> Exercise: Once the line containing "Spot the roof tile" is found, return it and every line that follows, up to and including the final line of the material, exactly as written.

◆ ◆ ◆ ◆ ◆ ◆ ◆

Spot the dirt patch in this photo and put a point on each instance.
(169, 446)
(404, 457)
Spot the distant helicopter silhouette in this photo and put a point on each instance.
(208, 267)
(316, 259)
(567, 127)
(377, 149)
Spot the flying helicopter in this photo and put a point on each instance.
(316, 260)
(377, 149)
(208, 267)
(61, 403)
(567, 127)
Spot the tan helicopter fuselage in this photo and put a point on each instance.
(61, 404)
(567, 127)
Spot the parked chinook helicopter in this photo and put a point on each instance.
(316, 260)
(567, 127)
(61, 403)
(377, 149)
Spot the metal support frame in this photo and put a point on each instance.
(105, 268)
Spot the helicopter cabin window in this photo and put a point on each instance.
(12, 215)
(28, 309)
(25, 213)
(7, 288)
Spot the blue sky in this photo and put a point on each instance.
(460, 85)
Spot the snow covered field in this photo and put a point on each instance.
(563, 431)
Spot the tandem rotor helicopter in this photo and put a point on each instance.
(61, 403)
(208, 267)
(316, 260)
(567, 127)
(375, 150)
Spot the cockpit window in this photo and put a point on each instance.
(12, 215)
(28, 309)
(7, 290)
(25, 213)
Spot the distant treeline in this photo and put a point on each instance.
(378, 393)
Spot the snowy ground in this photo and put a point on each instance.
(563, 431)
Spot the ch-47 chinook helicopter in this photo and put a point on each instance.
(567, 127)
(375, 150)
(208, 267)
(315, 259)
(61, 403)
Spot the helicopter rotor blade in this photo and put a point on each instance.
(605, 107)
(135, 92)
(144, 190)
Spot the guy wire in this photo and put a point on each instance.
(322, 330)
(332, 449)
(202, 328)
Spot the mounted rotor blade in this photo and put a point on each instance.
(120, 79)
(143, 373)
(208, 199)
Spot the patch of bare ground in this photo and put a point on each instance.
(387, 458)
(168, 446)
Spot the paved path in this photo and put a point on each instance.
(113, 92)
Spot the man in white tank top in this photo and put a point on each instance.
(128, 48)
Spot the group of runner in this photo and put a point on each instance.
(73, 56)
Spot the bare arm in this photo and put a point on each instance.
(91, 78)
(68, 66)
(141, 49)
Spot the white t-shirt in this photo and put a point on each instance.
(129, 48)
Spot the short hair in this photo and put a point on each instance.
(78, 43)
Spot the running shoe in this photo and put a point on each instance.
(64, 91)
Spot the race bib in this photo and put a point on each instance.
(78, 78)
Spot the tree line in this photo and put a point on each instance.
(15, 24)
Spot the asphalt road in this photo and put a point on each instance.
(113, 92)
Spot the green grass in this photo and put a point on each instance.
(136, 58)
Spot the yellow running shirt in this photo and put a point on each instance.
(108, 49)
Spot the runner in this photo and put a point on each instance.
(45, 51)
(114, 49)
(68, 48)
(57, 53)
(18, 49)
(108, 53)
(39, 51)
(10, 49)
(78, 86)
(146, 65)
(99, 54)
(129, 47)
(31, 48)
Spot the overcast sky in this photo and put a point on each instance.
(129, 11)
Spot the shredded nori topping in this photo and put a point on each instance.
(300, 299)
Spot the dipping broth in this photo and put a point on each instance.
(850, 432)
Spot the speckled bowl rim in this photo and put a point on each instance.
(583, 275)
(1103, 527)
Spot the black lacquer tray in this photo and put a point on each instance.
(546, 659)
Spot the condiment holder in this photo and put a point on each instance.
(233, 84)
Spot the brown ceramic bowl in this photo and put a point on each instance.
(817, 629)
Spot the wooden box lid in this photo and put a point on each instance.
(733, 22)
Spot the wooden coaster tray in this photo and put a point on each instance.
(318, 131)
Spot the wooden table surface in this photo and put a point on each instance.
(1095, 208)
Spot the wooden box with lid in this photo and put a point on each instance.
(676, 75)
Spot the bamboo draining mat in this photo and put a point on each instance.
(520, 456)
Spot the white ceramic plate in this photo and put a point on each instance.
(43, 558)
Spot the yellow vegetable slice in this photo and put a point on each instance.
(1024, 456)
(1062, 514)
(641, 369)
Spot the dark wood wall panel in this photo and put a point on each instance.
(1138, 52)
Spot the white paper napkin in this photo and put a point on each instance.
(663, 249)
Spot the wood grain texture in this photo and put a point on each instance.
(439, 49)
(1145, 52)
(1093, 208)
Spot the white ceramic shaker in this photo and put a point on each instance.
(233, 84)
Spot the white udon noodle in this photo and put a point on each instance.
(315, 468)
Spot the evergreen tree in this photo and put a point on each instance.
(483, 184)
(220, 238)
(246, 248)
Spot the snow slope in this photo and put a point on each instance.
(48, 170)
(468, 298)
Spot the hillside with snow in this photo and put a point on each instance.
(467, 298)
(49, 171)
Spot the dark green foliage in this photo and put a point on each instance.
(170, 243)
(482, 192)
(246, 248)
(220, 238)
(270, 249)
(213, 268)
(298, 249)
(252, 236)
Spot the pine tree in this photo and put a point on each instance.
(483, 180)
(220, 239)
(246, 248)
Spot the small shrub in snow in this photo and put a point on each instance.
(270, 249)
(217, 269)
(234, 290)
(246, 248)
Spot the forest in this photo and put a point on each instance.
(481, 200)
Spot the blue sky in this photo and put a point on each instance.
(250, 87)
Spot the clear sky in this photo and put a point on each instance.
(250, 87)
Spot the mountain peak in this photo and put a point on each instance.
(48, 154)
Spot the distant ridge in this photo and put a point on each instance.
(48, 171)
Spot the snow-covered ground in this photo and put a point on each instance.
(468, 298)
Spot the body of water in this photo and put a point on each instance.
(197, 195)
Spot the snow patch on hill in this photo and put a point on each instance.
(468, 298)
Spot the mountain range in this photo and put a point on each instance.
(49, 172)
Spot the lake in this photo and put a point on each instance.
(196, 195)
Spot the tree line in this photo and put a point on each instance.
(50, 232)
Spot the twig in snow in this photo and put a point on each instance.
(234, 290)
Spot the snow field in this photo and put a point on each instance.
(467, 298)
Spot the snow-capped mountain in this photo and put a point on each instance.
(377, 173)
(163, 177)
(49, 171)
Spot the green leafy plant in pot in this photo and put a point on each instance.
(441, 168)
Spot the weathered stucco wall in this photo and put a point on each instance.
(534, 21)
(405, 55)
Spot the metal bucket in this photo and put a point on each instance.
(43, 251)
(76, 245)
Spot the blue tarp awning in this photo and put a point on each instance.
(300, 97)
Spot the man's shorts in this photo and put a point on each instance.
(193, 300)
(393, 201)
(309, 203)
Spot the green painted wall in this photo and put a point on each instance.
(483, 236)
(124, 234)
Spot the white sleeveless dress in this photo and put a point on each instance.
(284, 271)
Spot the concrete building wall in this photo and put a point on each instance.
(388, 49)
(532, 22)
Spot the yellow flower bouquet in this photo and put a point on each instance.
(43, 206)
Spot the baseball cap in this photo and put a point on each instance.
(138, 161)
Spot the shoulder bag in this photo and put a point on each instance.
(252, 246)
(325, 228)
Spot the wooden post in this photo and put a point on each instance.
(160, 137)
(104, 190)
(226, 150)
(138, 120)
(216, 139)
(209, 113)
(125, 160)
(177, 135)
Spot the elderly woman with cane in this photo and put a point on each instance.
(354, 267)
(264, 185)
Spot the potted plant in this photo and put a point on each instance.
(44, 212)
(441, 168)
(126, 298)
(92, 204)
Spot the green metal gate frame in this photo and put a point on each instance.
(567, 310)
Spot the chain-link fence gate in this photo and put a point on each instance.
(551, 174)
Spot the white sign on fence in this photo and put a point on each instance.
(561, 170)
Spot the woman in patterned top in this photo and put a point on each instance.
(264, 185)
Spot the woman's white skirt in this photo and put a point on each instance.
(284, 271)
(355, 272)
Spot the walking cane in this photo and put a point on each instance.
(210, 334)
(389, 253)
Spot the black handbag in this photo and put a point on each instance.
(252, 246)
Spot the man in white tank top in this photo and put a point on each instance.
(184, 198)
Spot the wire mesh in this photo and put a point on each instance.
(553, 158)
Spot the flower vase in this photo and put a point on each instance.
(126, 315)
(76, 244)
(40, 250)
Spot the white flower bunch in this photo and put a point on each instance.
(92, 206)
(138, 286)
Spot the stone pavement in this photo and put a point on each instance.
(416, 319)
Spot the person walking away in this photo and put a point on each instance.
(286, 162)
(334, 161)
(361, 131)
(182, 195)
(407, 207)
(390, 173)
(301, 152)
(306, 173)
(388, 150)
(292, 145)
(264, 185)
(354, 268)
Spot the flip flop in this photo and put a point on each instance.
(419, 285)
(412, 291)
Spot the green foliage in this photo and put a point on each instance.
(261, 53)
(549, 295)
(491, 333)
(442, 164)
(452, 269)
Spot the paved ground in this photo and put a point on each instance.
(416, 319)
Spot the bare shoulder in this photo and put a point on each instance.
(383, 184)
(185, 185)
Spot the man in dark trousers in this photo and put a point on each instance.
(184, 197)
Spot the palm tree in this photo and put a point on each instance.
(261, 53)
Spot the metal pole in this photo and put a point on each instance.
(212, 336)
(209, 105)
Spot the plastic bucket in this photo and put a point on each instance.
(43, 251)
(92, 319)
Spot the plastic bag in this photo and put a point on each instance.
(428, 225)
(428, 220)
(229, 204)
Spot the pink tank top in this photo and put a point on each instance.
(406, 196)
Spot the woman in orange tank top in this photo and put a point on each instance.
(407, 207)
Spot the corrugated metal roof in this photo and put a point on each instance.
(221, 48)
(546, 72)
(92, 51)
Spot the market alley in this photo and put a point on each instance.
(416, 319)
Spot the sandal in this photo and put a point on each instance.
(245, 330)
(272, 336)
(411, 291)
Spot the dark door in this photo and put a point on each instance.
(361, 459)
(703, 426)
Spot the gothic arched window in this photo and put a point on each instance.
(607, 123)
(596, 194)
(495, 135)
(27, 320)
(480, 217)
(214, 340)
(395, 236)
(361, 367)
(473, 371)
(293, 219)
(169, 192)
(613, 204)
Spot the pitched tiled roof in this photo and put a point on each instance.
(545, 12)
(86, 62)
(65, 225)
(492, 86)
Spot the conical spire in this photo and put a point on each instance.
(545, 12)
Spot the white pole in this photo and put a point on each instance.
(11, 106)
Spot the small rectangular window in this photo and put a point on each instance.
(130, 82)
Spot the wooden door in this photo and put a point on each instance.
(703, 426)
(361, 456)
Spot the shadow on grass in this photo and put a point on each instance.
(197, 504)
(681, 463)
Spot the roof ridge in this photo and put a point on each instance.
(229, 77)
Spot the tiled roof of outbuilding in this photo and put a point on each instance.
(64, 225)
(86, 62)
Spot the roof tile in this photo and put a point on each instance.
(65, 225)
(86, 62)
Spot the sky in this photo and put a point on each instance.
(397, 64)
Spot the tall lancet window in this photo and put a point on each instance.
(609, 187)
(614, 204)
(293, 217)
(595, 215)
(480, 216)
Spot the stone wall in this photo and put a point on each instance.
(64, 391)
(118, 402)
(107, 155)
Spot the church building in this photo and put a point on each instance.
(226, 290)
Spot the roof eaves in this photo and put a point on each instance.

◆ ◆ ◆ ◆ ◆ ◆ ◆

> Response area:
Spot the roof tile in this photo and put a point on each instance.
(65, 225)
(86, 62)
Spot the sky in this photo and put a point on each instance.
(397, 64)
Spot the tall lancet window in this photo and put a point on each instance.
(609, 187)
(614, 204)
(293, 217)
(595, 215)
(480, 216)
Spot the stone wall in this photo and put a point on each instance.
(64, 391)
(118, 402)
(107, 155)
Spot the church building in this photo and put a point on each instance.
(226, 290)
Spot the roof eaves in this photo and put a point on each instance.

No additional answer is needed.